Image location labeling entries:
------------------------------------------------------------

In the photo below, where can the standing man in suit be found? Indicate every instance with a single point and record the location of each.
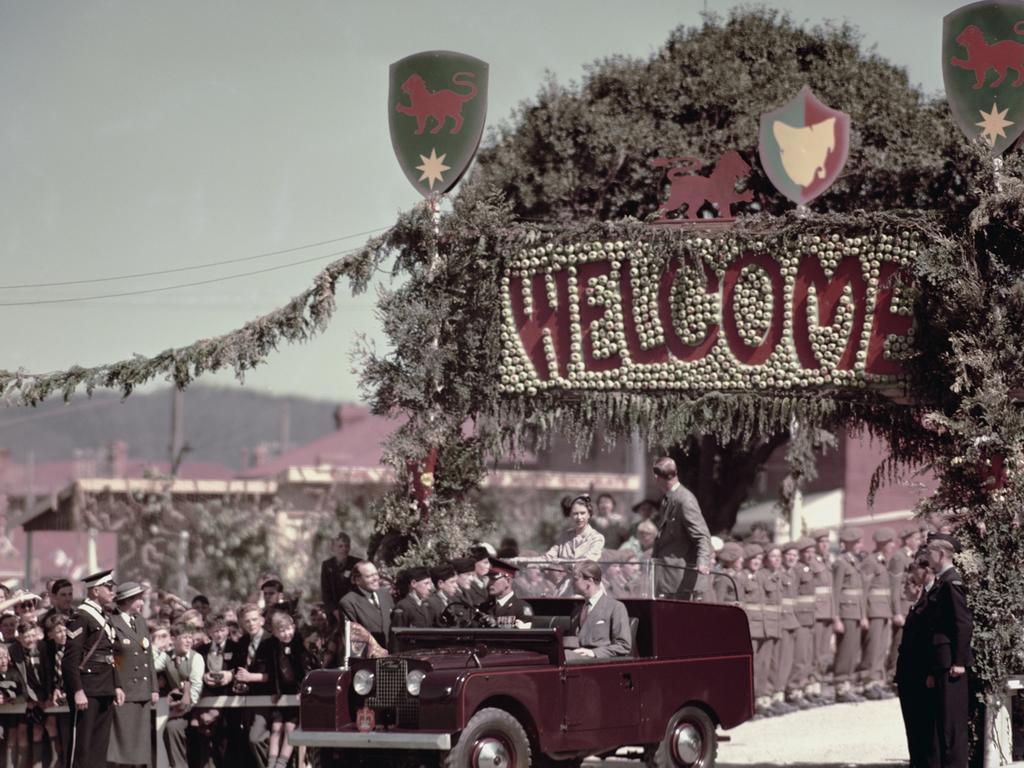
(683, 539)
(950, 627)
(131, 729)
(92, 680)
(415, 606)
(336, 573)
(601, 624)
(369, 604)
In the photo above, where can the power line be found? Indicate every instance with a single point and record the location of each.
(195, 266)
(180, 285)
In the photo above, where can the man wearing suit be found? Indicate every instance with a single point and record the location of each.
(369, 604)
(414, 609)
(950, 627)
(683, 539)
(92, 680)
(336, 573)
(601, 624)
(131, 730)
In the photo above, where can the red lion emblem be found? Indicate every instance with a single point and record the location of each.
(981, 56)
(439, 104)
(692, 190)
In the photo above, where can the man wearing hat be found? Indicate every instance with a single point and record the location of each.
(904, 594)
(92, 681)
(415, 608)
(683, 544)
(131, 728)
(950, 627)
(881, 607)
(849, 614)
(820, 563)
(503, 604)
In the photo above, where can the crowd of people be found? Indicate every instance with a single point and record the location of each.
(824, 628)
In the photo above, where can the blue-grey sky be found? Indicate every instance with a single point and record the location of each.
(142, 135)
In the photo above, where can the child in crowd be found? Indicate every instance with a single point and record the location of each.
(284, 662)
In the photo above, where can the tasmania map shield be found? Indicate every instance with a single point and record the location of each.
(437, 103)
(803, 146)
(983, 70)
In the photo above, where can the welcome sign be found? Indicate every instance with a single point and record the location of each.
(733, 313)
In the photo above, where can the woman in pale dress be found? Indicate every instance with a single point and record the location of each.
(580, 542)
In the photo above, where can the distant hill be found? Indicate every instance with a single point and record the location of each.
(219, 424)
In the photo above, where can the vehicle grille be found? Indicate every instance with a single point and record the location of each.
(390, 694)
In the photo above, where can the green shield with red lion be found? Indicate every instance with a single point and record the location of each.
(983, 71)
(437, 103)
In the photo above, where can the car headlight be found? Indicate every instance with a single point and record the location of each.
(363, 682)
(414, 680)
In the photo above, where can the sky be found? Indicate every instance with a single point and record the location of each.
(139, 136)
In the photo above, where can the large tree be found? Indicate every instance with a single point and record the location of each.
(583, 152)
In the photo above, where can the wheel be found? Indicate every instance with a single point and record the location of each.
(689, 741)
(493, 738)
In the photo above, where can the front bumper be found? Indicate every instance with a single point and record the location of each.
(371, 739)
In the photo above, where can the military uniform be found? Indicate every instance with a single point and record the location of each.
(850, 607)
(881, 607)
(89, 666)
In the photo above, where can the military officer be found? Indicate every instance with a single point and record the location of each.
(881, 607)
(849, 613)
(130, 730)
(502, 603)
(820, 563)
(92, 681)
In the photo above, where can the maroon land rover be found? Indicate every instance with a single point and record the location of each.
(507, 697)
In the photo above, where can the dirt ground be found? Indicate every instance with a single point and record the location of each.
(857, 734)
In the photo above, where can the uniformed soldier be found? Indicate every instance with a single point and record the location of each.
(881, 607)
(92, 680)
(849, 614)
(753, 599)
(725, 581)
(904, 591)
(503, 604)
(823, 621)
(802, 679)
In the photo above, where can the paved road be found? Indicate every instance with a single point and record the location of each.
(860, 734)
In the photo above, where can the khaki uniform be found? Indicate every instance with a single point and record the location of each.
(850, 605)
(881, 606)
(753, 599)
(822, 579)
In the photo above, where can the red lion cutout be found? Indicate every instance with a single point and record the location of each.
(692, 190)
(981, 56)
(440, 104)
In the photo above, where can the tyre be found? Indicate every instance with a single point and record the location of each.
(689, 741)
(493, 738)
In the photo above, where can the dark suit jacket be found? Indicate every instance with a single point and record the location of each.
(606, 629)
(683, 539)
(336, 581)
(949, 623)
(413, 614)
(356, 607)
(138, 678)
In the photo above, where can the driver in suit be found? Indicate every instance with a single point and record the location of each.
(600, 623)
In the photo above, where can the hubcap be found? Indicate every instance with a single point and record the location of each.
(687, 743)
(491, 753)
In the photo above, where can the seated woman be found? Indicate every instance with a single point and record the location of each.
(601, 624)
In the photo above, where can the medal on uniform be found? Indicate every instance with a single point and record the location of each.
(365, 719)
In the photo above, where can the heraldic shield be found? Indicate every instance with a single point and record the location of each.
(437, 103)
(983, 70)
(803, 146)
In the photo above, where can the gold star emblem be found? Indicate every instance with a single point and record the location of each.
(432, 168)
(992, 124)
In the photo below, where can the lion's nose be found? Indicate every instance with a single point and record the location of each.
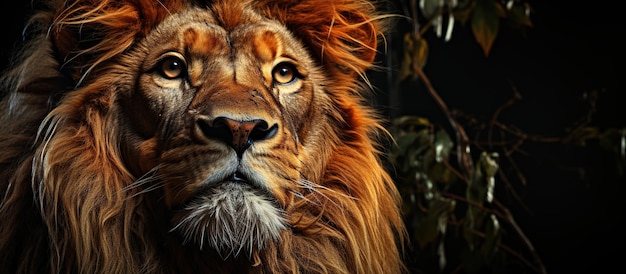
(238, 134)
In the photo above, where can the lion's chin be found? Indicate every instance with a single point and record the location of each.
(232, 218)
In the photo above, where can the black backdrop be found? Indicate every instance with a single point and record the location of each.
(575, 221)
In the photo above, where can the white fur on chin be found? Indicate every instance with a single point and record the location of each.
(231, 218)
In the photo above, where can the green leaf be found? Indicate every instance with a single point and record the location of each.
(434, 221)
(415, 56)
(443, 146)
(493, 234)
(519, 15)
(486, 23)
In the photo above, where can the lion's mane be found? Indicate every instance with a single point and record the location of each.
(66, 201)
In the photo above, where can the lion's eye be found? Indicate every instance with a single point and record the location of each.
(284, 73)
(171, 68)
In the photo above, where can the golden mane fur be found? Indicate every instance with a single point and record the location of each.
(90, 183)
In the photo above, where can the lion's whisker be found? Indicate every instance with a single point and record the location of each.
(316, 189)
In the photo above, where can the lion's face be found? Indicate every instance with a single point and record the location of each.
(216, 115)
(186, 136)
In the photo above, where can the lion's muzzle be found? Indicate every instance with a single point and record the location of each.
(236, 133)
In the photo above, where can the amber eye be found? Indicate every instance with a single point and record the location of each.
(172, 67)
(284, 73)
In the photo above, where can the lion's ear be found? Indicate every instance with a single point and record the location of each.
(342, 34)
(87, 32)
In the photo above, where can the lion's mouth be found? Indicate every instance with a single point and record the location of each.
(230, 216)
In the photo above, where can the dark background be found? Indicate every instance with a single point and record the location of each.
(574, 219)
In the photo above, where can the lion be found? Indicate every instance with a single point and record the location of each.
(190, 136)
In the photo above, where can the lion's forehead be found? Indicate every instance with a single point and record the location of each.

------------------------------------------------------------

Every entry above should be duplicated exactly. Do not include the images.

:: Solution to the problem ::
In the photo below, where can the standing man in suit be found? Indicate every instance with a single point and record the location of each.
(683, 539)
(950, 627)
(131, 729)
(92, 680)
(415, 606)
(336, 573)
(601, 624)
(369, 604)
In the photo above, where can the power line be found? Indicate every instance with a single point and record the location of each.
(195, 266)
(180, 285)
In the photo above, where can the man wearing suit be found? Indicate every instance with a single point and record the location of each.
(369, 604)
(414, 609)
(950, 627)
(683, 539)
(92, 680)
(336, 573)
(601, 624)
(131, 730)
In the photo above, where can the red lion emblem be found? Indicate every instance with a single point and record the location of each.
(981, 56)
(439, 104)
(692, 190)
In the photo above, where can the man wearing hat be found? Indicate every instance with a single point and record the location of each.
(904, 594)
(92, 681)
(415, 608)
(683, 544)
(131, 728)
(950, 627)
(881, 607)
(849, 614)
(820, 563)
(503, 604)
In the photo above, where can the crowd of people be found? Indicate every instance with a single point and record the location of each.
(824, 628)
In the photo above, where can the blue-grey sky be found? Indicate every instance with a single point and record the location of each.
(142, 135)
In the photo above, where can the child in crowd be found? Indicate every instance with a single point and record the location of each.
(284, 662)
In the photo above, where can the tasmania map shield be found? Indicate every instance with a single point and record the location of each.
(437, 103)
(803, 146)
(983, 70)
In the photo above, where can the welcome sign be found? Indicate every instance with a single point and record the location of each.
(733, 313)
In the photo above, where can the woman in pale dress be found? Indicate every instance with a single point and record the location of each.
(580, 542)
In the photo above, where can the distant hill be found? Indicate every instance with a single point and record the location of each.
(219, 424)
In the photo above, where can the vehicle grille be found? Indicate every instance with a single point and record the location of each.
(390, 694)
In the photo above, where can the green shield with red lion be found? Indicate every instance with a single point and record the location of each.
(983, 71)
(437, 103)
In the photo above, where can the car headlight be found? Indicate every instance with a single point and record the location of each.
(363, 682)
(414, 680)
In the photo above, where can the sky be found? Indicate every instance with a single point and record the location of each.
(139, 136)
In the photo above, where can the large tree be found? Indicate every instance with a single point and record the location of each.
(583, 152)
In the photo above, where can the wheel be found? Indicate every instance with a single point and record the location of each.
(689, 741)
(493, 738)
In the photo above, where can the front bumper be found? Indicate every instance with a single point and record the location of each.
(371, 739)
In the photo above, where can the military uniform be found? Indicate every instance with a single point and record the location of each.
(850, 607)
(881, 607)
(89, 666)
In the photo above, where can the military officer be found? Indicate every instance with a single point and record the location of each.
(881, 607)
(849, 613)
(130, 730)
(502, 603)
(820, 563)
(92, 681)
In the photo above, where can the maroon land rover be found? Indicate every instance with a single point and record the location of each.
(507, 697)
In the photo above, where can the dirt ground be found? Indicate every instance with a single point and record the location of each.
(857, 734)
In the photo above, where can the uniformed soldier be found? Indicate every instance with a single point and record the location of each.
(881, 607)
(92, 680)
(849, 614)
(753, 599)
(725, 581)
(904, 591)
(503, 604)
(823, 621)
(802, 679)
In the photo above, where can the paved road be found? Indicate every instance with a single point and record the location of each.
(860, 734)
In the photo above, where can the khaki uniform be found? Indicate every instance with a single point and record the location of each.
(850, 605)
(881, 606)
(753, 599)
(822, 579)
In the photo above, where can the red lion cutout be found? Indicate every instance with a single point and record the location of each.
(692, 190)
(981, 56)
(440, 104)
In the photo above, where can the tyre be found? Indicate every instance with a single point and record the location of each.
(689, 741)
(493, 738)
In the photo above, where can the dark suit jacket be found? Indicate every instance with a single point and record the location of each.
(606, 629)
(683, 539)
(336, 581)
(949, 623)
(413, 614)
(356, 607)
(138, 678)
In the photo above, where can the driver in suit be found? Indicate every instance with a single point and record the location of each.
(600, 623)
In the photo above, where can the hubcap be found? Indicate every instance with a single point and record the location of each.
(687, 743)
(491, 753)
In the photo above, where can the seated woman be found? Indicate every instance with a single point and record the location of each.
(601, 624)
In the photo above, where can the medal on uniform be found? Indicate every instance with a single point and record the location of each.
(365, 719)
In the photo above, where can the heraldic shield be found? Indicate every instance with a single point and record the location of each.
(437, 103)
(983, 70)
(803, 146)
In the photo above, where can the gold star emblem be found? Indicate every instance with a single point and record the location of each.
(432, 168)
(992, 124)
In the photo below, where can the lion's nose be found? Indicate every instance with a single point and record the location of each.
(238, 134)
In the photo above, where can the lion's chin be found? Indicate every instance with a single point and record the location of each.
(232, 218)
In the photo above, where can the black backdrop be found? Indicate every instance with a single point and record the location of each.
(575, 221)
In the photo above, where can the white fur on chin be found? Indicate every instance with a single point and record the location of each.
(231, 218)
In the photo above, where can the green leaf be found? Indicate every instance with a single point and record the location of each.
(434, 221)
(415, 56)
(443, 146)
(493, 234)
(519, 15)
(486, 23)
In the photo above, where can the lion's mane be found? Indicate every instance with a single point and record the location of each.
(66, 201)
In the photo above, where can the lion's eye be found? Indicate every instance with a single point and record the location of each.
(284, 73)
(171, 68)
In the photo above, where can the golden mane fur be found? Indicate every instance with a single point and record the location of each.
(90, 183)
In the photo above, where can the lion's whisker be found? Indicate every instance with a single point and record the location of each.
(316, 189)
In the photo above, where can the lion's face be found? Indicate every instance with a single point and record the location of each.
(216, 115)
(186, 136)
In the photo above, where can the lion's muzzle be found? Indicate every instance with a single point and record the location of each.
(236, 133)
In the photo above, where can the amber eye be found? Indicate every instance with a single point and record the location of each.
(172, 67)
(284, 73)
In the photo above, where can the lion's ear be found? Indicate every instance with a single point and record the location of each.
(342, 34)
(87, 32)
In the photo above, where can the lion's mouth be found? Indicate every instance with a single point and record the location of each.
(230, 216)
In the photo above, where can the dark background be found? Indicate every instance with a single point and record the location of each.
(574, 219)
In the photo above, where can the lion be found? Indicate every instance with a single point and record the location of each.
(190, 136)
In the photo above, where can the lion's forehead be found? Indicate every instance with a single point and record the location of each.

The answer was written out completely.